→ Task list
A. Print the passage of the Bernie review word for word, from "As the titular" up to and including "makes perfect sense.".
B. Translate this sentence from the Bernie review into Spanish: "Bernie is the most beloved man in the town of Carthage, Texas."

→ Document excerpt
Bernie
You know how to spot the difference between a genuinely gifted comic performer and someone who was just in the right film at the right time? Put the former in a straight, dramatic role, and we guarantee you’ll have the world’s critical mass feverishly typing “[blank] gives the performance of their career!” through the spunky haze of a million spurting appendages. But that’s not because dramatic roles bring forth some hitherto untapped ability; comic acting is really hard, and it takes just as much to make someone laugh as it does to cry, if not more. And it’s about time you bastards stood up and took notice.
ANYWAY, plot. Bernie is the most beloved man in the town of Carthage, Texas. He’s a prominent figure in the church and the community, he’s kind, courteous and selfless, and he has a darling little moustache. Much to the confusion of everyone, he forms a close friendship with Marjorie, a reclusive millionaire with wildly sociopathic tendencies. As she grows more dependent on Bernie’s affection, he becomes unable to cope with her increasingly controlling and erratic behaviour – and then something happens that shakes Carthage right to the foundations, calling the moral compass of this tight-knit community into question.
As the titular Bernie, Jack Black doesn’t give the performance of his career – that’s still his masterful turn as Dewey Finn in Linklater’s School of Rock (no, really. Carrying an entire movie on your own is tough, but a comedy with a cast of mainly kids, and no jokes? Fuhgeddaboudit). Black’s generous charm and infectious enthusiasm make him almost impossible to dislike in the right role, and it’s these same strengths that inform Bernie – a character that seems completely against type, and yet makes perfect sense.
In Black’s hands, Bernie is a note perfect recreation of a person living out his own caricature. It’s the kind of performance that can only come from a full body and mind assumption of the character; at no point are you watching Jack Black, only Bernie. Which, frankly, is miraculous considering how synonymous Black is with his own persona.

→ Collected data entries

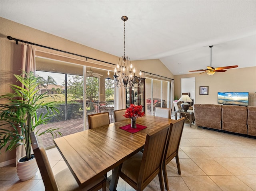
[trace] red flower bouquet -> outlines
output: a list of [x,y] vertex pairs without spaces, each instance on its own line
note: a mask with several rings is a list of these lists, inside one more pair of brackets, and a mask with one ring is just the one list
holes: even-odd
[[145,112],[142,112],[142,105],[135,105],[131,104],[125,111],[124,115],[126,118],[132,118],[133,117],[142,117],[145,114]]
[[145,114],[142,110],[142,105],[135,105],[131,104],[123,115],[126,118],[130,118],[131,120],[131,128],[136,128],[136,119],[137,117],[142,117]]

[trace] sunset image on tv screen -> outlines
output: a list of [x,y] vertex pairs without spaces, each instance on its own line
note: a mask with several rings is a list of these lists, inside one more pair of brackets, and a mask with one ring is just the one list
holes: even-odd
[[248,92],[218,92],[218,103],[248,105]]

→ Answers to the exercises
A.
As the titular Bernie, Jack Black doesn’t give the performance of his career – that’s still his masterful turn as Dewey Finn in Linklater’s School of Rock (no, really. Carrying an entire movie on your own is tough, but a comedy with a cast of mainly kids, and no jokes? Fuhgeddaboudit). Black’s generous charm and infectious enthusiasm make him almost impossible to dislike in the right role, and it’s these same strengths that inform Bernie – a character that seems completely against type, and yet makes perfect sense.

B. Bernie es el hombre más querido del pueblo de Carthage, Texas.